##### Texto do documento #####

Os relatos de observação OVNI/UAP, registados em território português, têm uma história significativa, atendendo ao número de habitantes do país, embora longe da realidade de outras latitudes, em que se destacam, no gráfico das ocorrências, dois “picos” (séc. XX):
Um primeiro, na década de cinquenta, com 87 registos e outro, cerca de vinte anos depois, na década de setenta, com 240 registos.
Com início em 1910 e pelo período de um século, contabilizamos um pouco mais de 700 relatos (717, mais concretamente), incluindo as ilhas da Madeira e Porto Santo e o arquipélago dos Açores, para além das províncias ultramarinas portuguesas, até à respetiva independência (1975). Devemos esclarecer, contudo, que, muito provavelmente, vários desses relatos se referem ao mesmo caso, pois há fenómenos, com as mesmas características, observados, praticamente em simultâneo, um pouco por todo o território nacional.

#####

Instruções das tarefas —
• 1. Com base no texto sobre os relatos OVNI/UAP em Portugal, explique em uma a três frases por que motivo os 717 relatos contabilizados podem não corresponder a 717 casos distintos.
• 2. Prolongue o texto sobre os relatos OVNI/UAP em Portugal a partir da sua última frase.
Não é necessário consultar o material.

##### Secção de dados #####

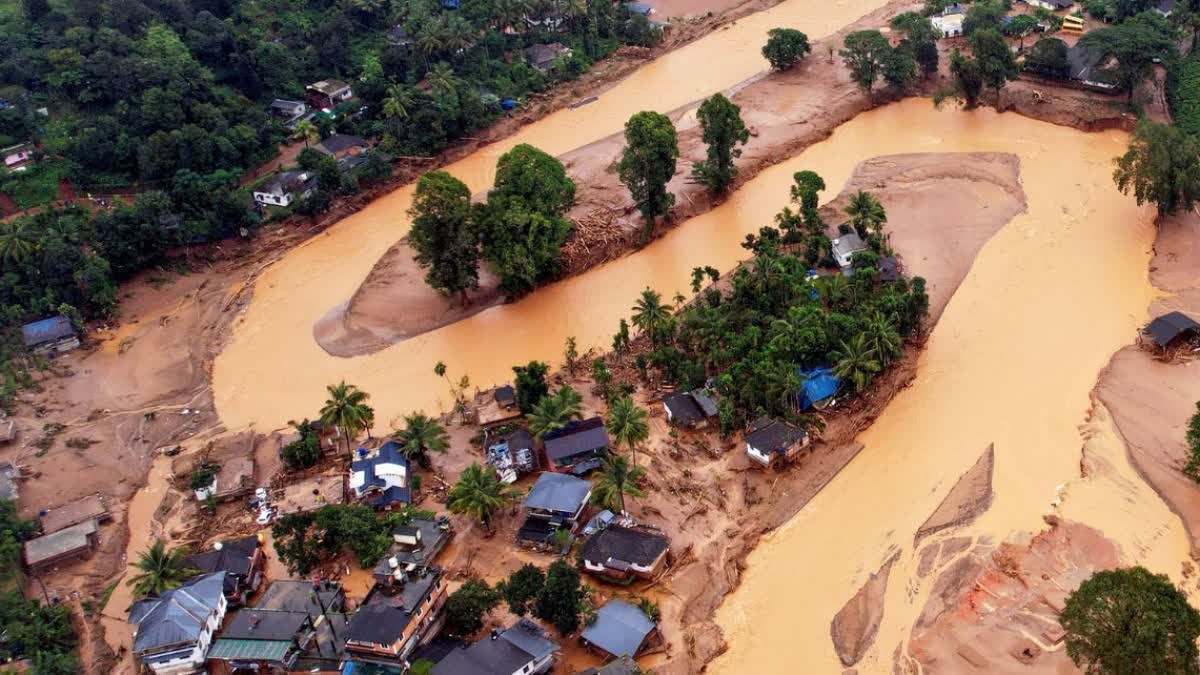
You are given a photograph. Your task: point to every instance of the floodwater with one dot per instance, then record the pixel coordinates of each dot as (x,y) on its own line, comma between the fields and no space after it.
(273,370)
(1011,362)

#####

Respostas —
• 1. Muito provavelmente, vários desses relatos referem-se ao mesmo caso. Há fenómenos com as mesmas características que foram observados praticamente em simultâneo um pouco por todo o território nacional.

• 2.
Mas vejamos um resumo contabilístico destes dados:
Número total de casos (1910-2010) 717 100%
Casos negativos 230 32%
Casos duvidosos 359 50%
Casos com escassa informação 107 5%
Casos credíveis 21 3%
Observações noturnas 580 81%
Observações diurnas 137 19%
A recolha e análise desse conjunto de “fenómenos anómalos”, teve a responsabilidade de um conjunto de organizações privadas, nomeadamente: o CEAFI – Centro de Estudos Astronómicos e de Fenómenos Insólitos (1975 – 1984), a CNIFO – Comissão Nacional de Investigação do Fenómeno Ovni (1984 – 1996), a SPEC – Sociedade Portuguesa de Exploração Científica (1997 – 1999), entre outras, de menor expressão (que tiveram um tempo de existência muito efémero), e o CTEC – Centro Transdisciplinar de Estudos da Consciência, no âmbito da Universidade Fernando Pessoa, ainda ativo, que iniciou funções nos finais do século XX e possui, em arquivo, todo o acervo documental referente à informação OVNI/UAP portuguesa. Foi também realizada uma digitalização da maioria desse mesmo espólio (apenas não estão digitalizados os casos referentes às ex-colónias), disponível na referida Universidade.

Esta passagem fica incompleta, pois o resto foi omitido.